» Your goal: Word for word, reproduce every line of the data.

[Records from a dataset]
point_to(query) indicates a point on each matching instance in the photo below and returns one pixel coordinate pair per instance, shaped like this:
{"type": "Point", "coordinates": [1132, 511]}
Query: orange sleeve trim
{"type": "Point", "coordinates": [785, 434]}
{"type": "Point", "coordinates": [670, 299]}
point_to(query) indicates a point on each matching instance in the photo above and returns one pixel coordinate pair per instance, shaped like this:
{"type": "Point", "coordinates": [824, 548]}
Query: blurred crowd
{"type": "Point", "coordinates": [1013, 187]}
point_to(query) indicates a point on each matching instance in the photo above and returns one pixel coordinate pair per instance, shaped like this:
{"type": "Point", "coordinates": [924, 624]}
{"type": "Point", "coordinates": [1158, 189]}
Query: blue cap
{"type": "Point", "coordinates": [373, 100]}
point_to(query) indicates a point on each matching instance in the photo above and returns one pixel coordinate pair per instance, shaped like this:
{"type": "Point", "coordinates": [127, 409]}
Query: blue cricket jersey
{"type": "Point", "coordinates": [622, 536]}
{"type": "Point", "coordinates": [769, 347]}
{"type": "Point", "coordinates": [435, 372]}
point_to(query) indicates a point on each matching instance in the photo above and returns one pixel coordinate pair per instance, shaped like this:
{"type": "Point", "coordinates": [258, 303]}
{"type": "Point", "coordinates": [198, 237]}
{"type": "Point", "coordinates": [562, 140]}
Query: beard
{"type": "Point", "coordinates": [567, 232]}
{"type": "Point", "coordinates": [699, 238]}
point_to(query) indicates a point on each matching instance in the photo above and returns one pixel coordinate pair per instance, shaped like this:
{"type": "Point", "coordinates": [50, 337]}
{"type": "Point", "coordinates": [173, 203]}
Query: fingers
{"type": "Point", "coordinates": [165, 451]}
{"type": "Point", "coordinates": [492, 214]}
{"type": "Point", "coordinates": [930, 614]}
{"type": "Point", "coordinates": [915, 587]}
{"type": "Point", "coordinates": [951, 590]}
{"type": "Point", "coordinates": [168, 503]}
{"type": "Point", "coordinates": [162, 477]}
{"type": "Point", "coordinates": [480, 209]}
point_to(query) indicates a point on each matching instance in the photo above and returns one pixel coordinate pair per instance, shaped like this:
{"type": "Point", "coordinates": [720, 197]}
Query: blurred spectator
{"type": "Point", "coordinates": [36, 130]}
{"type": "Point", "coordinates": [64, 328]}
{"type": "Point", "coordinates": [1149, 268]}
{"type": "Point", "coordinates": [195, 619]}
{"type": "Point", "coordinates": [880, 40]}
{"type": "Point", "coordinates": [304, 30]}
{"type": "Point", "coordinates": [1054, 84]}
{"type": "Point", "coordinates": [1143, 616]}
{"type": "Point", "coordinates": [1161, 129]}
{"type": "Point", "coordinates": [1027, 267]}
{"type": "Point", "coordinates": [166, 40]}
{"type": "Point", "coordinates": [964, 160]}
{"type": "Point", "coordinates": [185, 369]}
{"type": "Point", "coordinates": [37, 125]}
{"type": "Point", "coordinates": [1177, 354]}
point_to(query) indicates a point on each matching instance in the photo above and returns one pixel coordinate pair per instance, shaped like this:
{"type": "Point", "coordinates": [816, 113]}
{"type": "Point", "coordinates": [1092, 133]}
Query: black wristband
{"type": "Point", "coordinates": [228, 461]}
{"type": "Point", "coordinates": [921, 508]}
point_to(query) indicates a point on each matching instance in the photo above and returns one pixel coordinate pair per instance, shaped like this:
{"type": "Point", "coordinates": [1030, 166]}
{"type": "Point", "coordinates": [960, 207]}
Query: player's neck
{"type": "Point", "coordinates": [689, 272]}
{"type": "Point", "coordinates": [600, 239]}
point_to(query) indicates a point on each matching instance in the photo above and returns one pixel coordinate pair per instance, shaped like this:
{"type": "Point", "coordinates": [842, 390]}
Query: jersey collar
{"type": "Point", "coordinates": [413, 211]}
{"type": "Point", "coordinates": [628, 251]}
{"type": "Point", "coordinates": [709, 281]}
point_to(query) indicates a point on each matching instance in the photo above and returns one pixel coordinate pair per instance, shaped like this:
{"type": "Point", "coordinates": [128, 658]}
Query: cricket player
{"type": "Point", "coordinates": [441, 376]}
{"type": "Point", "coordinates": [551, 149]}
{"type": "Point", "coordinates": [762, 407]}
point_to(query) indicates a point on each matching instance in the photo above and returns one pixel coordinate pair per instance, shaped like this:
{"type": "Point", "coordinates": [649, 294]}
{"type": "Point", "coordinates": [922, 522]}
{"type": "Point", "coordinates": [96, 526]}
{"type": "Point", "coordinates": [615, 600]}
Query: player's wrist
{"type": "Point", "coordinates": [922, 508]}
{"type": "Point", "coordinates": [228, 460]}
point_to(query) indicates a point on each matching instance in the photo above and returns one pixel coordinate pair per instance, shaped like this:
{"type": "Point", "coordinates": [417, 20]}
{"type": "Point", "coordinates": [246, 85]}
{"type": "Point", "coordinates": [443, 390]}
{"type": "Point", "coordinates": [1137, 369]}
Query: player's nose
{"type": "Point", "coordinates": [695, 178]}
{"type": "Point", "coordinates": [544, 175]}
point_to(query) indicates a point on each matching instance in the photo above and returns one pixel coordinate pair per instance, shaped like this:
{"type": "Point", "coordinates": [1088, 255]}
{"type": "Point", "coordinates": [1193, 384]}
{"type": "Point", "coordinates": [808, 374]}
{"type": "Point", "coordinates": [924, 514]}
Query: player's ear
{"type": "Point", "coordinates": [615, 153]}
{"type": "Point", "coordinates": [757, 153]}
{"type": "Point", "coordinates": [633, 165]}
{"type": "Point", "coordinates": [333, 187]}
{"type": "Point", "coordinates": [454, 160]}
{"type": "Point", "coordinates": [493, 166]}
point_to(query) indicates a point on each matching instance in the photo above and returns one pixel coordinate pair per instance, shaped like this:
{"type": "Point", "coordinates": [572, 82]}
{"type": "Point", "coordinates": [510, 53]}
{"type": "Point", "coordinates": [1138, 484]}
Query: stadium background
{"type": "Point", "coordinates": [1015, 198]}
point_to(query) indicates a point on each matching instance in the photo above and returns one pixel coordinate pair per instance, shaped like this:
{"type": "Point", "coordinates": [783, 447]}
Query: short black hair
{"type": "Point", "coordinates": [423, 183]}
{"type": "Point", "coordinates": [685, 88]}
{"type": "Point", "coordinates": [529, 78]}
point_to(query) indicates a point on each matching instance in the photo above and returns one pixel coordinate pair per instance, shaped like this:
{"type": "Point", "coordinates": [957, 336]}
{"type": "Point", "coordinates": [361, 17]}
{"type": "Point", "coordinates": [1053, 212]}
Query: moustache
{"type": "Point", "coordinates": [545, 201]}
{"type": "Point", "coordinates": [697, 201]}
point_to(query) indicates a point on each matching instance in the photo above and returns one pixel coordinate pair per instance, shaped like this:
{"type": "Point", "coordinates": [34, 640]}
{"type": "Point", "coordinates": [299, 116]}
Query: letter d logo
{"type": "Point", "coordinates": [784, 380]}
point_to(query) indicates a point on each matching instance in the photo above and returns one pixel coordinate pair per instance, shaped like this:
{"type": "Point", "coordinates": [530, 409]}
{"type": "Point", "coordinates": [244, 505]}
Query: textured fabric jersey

» Task output:
point_to(query) indicates a point on each matching instance in the photo below and returns one pixel coordinate pair per instance, shaped like this:
{"type": "Point", "coordinates": [1132, 511]}
Query: orange sleeve trim
{"type": "Point", "coordinates": [785, 434]}
{"type": "Point", "coordinates": [670, 299]}
point_to(query) indicates a point on each matching instance in the photo above and returns one pixel coordinate pair per instance, shaped like this:
{"type": "Point", "coordinates": [824, 548]}
Query: blurred crowd
{"type": "Point", "coordinates": [1013, 187]}
point_to(query) indicates a point on each matching instance in the photo above and returns one pixel coordinate pair per instance, shaped like this:
{"type": "Point", "coordinates": [924, 624]}
{"type": "Point", "coordinates": [1158, 189]}
Query: blue cap
{"type": "Point", "coordinates": [373, 100]}
point_to(query) indicates a point on each matching instance in the photo above and returns one pixel coordinate pair per instance, shaped like this:
{"type": "Point", "coordinates": [127, 409]}
Query: blue cricket jersey
{"type": "Point", "coordinates": [622, 536]}
{"type": "Point", "coordinates": [769, 347]}
{"type": "Point", "coordinates": [435, 372]}
point_to(query) indicates a point on each matching instance in the photo above and returns one pixel coordinate pair per instance, shaped like this:
{"type": "Point", "coordinates": [258, 303]}
{"type": "Point", "coordinates": [198, 237]}
{"type": "Point", "coordinates": [562, 140]}
Query: beard
{"type": "Point", "coordinates": [567, 232]}
{"type": "Point", "coordinates": [699, 238]}
point_to(query) indicates a point on each matching instance in the photo above and returns one pixel coordinate pair per instance, shaped like this:
{"type": "Point", "coordinates": [50, 337]}
{"type": "Point", "coordinates": [173, 203]}
Query: fingers
{"type": "Point", "coordinates": [165, 451]}
{"type": "Point", "coordinates": [492, 214]}
{"type": "Point", "coordinates": [930, 614]}
{"type": "Point", "coordinates": [915, 587]}
{"type": "Point", "coordinates": [951, 590]}
{"type": "Point", "coordinates": [168, 503]}
{"type": "Point", "coordinates": [162, 477]}
{"type": "Point", "coordinates": [480, 209]}
point_to(query) indicates a point on each matching instance in the photo above and returns one pixel coordinate pair per instance, shaped like this:
{"type": "Point", "coordinates": [720, 197]}
Query: blurred spectator
{"type": "Point", "coordinates": [36, 130]}
{"type": "Point", "coordinates": [64, 328]}
{"type": "Point", "coordinates": [1149, 268]}
{"type": "Point", "coordinates": [195, 619]}
{"type": "Point", "coordinates": [880, 40]}
{"type": "Point", "coordinates": [304, 30]}
{"type": "Point", "coordinates": [1054, 84]}
{"type": "Point", "coordinates": [1143, 616]}
{"type": "Point", "coordinates": [1161, 129]}
{"type": "Point", "coordinates": [1027, 267]}
{"type": "Point", "coordinates": [166, 40]}
{"type": "Point", "coordinates": [964, 160]}
{"type": "Point", "coordinates": [185, 369]}
{"type": "Point", "coordinates": [37, 125]}
{"type": "Point", "coordinates": [1177, 354]}
point_to(query) indicates a point on each matching instance in the photo above and returns one pixel coordinate pair per instance, shaped like this:
{"type": "Point", "coordinates": [816, 113]}
{"type": "Point", "coordinates": [1092, 133]}
Query: black wristband
{"type": "Point", "coordinates": [228, 461]}
{"type": "Point", "coordinates": [921, 508]}
point_to(query) indicates a point on each matching instance in the photo above and returns one pixel coordinate pair per instance, shaped like this:
{"type": "Point", "coordinates": [1030, 166]}
{"type": "Point", "coordinates": [960, 207]}
Query: player's neck
{"type": "Point", "coordinates": [689, 272]}
{"type": "Point", "coordinates": [600, 239]}
point_to(query) indicates a point on each matching instance in the photo above and returns one pixel coordinate pair per instance, shaped like this:
{"type": "Point", "coordinates": [842, 390]}
Query: jersey collar
{"type": "Point", "coordinates": [413, 211]}
{"type": "Point", "coordinates": [628, 251]}
{"type": "Point", "coordinates": [709, 281]}
point_to(query) indicates a point on each matching instance in the photo above and returns one pixel coordinate pair per instance, shaped like this:
{"type": "Point", "coordinates": [128, 658]}
Query: cricket player
{"type": "Point", "coordinates": [441, 376]}
{"type": "Point", "coordinates": [551, 149]}
{"type": "Point", "coordinates": [762, 407]}
point_to(query) indicates a point on each matching instance in the photo above and returns one pixel coordinate pair per instance, shaped like this:
{"type": "Point", "coordinates": [649, 294]}
{"type": "Point", "coordinates": [922, 522]}
{"type": "Point", "coordinates": [96, 526]}
{"type": "Point", "coordinates": [615, 600]}
Query: player's wrist
{"type": "Point", "coordinates": [922, 508]}
{"type": "Point", "coordinates": [228, 460]}
point_to(query) indicates a point on each matching instance in the photo above and returns one pixel coordinate pair per instance, shaped like this:
{"type": "Point", "coordinates": [417, 20]}
{"type": "Point", "coordinates": [246, 85]}
{"type": "Point", "coordinates": [443, 390]}
{"type": "Point", "coordinates": [1137, 369]}
Query: player's nose
{"type": "Point", "coordinates": [695, 178]}
{"type": "Point", "coordinates": [544, 175]}
point_to(query) indicates a point on each matching instance in the photo above and returns one pixel coordinate pair per instance, shaped like this:
{"type": "Point", "coordinates": [1088, 255]}
{"type": "Point", "coordinates": [1193, 384]}
{"type": "Point", "coordinates": [808, 374]}
{"type": "Point", "coordinates": [924, 514]}
Query: player's ear
{"type": "Point", "coordinates": [615, 153]}
{"type": "Point", "coordinates": [757, 153]}
{"type": "Point", "coordinates": [633, 165]}
{"type": "Point", "coordinates": [333, 187]}
{"type": "Point", "coordinates": [454, 160]}
{"type": "Point", "coordinates": [493, 166]}
point_to(query) indicates a point on each matching instance in the photo above and returns one pixel coordinate pair per instance, shaped like this:
{"type": "Point", "coordinates": [572, 82]}
{"type": "Point", "coordinates": [510, 53]}
{"type": "Point", "coordinates": [1138, 484]}
Query: stadium background
{"type": "Point", "coordinates": [1015, 198]}
point_to(query) indicates a point on each matching instance in the photo above and returns one pixel coordinate pair per instance, shaped like this:
{"type": "Point", "coordinates": [783, 447]}
Query: short black hair
{"type": "Point", "coordinates": [423, 183]}
{"type": "Point", "coordinates": [685, 88]}
{"type": "Point", "coordinates": [529, 78]}
point_to(query) indicates a point on each matching instance in the photo above and returns one pixel coordinate pair per instance, shaped like this:
{"type": "Point", "coordinates": [957, 336]}
{"type": "Point", "coordinates": [361, 17]}
{"type": "Point", "coordinates": [1053, 212]}
Query: moustache
{"type": "Point", "coordinates": [545, 201]}
{"type": "Point", "coordinates": [697, 201]}
point_to(query) indicates a point on each matching instance in the photo above and returns one pixel coordinate pair per instance, shaped like this:
{"type": "Point", "coordinates": [34, 640]}
{"type": "Point", "coordinates": [299, 116]}
Query: letter d logo
{"type": "Point", "coordinates": [784, 380]}
point_to(query) indicates a point on each matching instance in the photo above and returns one pixel coordinate pair per instance, shaped like this:
{"type": "Point", "coordinates": [530, 409]}
{"type": "Point", "coordinates": [244, 505]}
Query: textured fabric jersey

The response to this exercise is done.